--- ENTRIES ---
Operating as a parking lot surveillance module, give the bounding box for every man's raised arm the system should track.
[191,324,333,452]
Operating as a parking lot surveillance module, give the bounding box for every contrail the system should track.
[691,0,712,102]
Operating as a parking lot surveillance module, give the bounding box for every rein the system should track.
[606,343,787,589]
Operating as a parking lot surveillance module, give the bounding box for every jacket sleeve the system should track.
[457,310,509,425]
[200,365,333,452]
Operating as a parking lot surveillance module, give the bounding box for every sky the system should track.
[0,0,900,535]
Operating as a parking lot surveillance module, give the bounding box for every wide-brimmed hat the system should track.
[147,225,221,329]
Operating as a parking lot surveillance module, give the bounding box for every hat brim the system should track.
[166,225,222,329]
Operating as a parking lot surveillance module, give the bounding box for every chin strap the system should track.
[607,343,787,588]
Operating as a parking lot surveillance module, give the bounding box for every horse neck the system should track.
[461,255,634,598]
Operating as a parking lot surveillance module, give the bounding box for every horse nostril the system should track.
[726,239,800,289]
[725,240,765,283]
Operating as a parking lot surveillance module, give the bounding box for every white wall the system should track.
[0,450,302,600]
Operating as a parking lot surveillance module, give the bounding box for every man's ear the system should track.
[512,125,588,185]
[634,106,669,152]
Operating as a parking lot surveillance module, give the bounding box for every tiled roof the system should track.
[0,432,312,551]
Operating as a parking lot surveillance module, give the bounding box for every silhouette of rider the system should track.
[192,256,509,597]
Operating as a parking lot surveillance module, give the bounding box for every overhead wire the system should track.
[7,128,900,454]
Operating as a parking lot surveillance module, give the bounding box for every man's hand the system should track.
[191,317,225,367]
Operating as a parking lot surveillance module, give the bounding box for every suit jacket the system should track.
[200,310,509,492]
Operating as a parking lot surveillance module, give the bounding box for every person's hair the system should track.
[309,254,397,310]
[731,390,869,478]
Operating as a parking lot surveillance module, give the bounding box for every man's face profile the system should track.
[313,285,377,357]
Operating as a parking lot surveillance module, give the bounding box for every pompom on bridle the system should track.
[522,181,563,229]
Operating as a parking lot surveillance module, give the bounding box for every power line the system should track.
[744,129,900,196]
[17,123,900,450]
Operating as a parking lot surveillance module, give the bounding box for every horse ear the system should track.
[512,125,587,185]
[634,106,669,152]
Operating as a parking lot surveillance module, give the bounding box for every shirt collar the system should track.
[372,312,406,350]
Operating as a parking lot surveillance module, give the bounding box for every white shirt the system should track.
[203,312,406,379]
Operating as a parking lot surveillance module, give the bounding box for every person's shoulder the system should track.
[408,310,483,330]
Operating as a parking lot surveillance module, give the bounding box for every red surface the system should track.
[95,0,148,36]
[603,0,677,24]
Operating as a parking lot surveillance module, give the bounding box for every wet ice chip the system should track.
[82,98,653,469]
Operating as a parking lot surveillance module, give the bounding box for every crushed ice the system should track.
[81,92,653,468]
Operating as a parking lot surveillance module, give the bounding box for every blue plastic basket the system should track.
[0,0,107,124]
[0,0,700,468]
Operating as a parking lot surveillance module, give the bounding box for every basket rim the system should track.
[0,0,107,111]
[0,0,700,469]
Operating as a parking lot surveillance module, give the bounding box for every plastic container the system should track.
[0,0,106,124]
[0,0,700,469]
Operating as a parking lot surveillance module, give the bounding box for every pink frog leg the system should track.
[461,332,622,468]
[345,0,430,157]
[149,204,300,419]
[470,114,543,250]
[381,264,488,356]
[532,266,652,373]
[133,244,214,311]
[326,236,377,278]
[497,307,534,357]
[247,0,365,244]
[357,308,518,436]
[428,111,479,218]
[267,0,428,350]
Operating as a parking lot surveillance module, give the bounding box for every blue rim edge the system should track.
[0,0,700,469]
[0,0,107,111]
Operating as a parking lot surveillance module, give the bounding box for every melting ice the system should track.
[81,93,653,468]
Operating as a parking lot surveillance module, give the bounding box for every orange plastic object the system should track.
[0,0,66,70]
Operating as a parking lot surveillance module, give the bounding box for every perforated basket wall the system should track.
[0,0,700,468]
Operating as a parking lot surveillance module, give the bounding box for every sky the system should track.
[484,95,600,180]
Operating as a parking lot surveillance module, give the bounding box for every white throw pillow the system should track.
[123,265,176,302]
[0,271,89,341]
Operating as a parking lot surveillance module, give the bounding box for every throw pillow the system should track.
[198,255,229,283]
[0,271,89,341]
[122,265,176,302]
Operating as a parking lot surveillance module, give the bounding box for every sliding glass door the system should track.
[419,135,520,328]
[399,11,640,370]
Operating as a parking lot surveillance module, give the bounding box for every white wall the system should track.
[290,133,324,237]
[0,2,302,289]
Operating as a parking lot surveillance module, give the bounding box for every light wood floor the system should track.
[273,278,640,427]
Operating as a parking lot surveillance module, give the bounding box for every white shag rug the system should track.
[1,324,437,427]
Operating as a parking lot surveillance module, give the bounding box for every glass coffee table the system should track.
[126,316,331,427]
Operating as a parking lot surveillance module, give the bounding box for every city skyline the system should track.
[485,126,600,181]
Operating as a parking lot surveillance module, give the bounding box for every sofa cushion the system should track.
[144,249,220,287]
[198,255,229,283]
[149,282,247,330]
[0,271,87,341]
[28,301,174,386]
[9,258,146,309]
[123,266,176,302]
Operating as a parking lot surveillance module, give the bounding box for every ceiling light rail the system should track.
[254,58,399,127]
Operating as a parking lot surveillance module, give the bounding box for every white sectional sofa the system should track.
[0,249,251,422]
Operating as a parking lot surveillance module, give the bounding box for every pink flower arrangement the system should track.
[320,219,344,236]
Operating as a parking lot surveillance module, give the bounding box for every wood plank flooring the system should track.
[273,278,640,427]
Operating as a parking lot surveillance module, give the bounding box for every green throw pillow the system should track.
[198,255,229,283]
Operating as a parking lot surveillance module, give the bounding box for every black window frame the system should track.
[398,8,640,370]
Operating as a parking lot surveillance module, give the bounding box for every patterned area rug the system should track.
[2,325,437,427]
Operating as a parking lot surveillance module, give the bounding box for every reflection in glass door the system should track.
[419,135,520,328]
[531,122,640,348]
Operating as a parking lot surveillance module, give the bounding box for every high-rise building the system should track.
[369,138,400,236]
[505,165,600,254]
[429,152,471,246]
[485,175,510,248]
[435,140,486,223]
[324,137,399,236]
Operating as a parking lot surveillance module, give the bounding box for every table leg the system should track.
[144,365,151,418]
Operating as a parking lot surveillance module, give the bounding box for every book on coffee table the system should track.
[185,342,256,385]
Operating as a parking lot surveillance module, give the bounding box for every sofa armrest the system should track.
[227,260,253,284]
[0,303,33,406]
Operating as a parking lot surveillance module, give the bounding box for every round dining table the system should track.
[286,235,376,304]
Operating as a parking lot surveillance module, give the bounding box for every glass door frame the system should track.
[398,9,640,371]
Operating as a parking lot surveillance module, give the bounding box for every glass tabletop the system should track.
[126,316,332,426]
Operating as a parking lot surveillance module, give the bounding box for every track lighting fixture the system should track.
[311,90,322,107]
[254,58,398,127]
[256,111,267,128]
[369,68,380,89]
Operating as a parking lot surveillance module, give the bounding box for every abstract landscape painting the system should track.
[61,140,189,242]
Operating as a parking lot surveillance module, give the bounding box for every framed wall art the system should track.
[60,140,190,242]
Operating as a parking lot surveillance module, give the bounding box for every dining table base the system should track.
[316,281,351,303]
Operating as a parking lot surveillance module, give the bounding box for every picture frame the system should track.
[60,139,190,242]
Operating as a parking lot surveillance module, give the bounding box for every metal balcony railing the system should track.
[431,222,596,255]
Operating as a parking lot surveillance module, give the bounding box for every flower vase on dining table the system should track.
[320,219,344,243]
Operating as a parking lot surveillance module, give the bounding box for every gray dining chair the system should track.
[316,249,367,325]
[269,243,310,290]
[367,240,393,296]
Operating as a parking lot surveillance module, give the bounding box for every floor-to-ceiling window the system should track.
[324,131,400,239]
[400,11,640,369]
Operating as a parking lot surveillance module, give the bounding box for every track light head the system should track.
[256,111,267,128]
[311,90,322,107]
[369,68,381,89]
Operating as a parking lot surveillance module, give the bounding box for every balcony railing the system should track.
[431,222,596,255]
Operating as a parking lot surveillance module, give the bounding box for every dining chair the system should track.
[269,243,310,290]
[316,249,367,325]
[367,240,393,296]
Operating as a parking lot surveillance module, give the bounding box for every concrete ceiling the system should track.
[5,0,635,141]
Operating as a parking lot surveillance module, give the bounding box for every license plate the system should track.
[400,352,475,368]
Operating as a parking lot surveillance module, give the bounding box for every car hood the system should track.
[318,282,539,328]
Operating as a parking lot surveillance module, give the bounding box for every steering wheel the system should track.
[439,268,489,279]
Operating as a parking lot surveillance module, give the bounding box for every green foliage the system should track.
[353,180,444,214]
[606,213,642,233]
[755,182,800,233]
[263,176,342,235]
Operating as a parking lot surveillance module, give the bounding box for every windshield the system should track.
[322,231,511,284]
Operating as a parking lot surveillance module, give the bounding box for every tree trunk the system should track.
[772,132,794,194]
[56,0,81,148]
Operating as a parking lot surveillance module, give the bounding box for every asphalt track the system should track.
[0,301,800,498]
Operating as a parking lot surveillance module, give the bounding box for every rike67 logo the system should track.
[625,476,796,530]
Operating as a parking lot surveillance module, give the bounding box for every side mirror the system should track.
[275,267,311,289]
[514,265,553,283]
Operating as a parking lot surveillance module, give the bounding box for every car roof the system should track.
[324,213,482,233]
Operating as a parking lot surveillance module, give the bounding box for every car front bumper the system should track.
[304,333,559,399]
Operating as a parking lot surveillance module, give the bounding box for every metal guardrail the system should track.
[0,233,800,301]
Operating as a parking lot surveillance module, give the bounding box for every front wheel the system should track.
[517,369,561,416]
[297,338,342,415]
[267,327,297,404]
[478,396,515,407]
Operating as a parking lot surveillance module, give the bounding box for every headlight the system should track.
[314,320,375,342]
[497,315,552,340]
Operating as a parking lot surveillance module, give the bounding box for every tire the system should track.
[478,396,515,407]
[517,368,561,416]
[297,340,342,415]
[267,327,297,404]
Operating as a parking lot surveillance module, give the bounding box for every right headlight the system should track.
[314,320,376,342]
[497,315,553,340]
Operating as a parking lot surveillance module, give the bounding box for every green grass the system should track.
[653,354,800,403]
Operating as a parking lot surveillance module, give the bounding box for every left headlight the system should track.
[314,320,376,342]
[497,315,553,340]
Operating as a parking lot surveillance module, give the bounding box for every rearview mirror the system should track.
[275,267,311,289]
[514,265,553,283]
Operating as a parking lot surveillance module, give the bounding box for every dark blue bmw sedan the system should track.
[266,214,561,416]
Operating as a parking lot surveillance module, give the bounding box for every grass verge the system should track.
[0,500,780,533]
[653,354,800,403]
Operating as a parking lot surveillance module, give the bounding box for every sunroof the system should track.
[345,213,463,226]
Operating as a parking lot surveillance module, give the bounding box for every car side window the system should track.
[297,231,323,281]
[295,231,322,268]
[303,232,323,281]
---
■ **TASK INSTRUCTIONS**:
Rewrite the rows from the line with "melting ice the system should track." to the line with "[399,11,640,370]", putting "patio door" in place of "sliding glass door" and changing nothing else.

■ **FINAL RESULT**:
Operating as a parking lot surveillance module, give the bounding box for every melting ice the system should track.
[81,93,653,468]
Operating as a parking lot surveillance module, give the bounding box for every orange plastic object the system should track.
[0,0,66,70]
Operating as a parking lot surveillance module, give the bounding box for every perforated basket wall the system should track.
[0,0,700,468]
Operating as a parking lot surveillance module, give the bounding box for every sky the system should track.
[484,95,600,180]
Operating as a parking lot surveillance module, give the bounding box for every white throw pillow the system should track.
[123,265,176,302]
[0,271,89,341]
Operating as a parking lot surveillance module, give the bounding box for every throw pillow the system should track.
[198,255,229,283]
[0,271,89,341]
[122,265,176,302]
Operating as a parking lot surveillance module, give the bounding box for every patio door the system should track.
[419,135,520,328]
[399,11,640,370]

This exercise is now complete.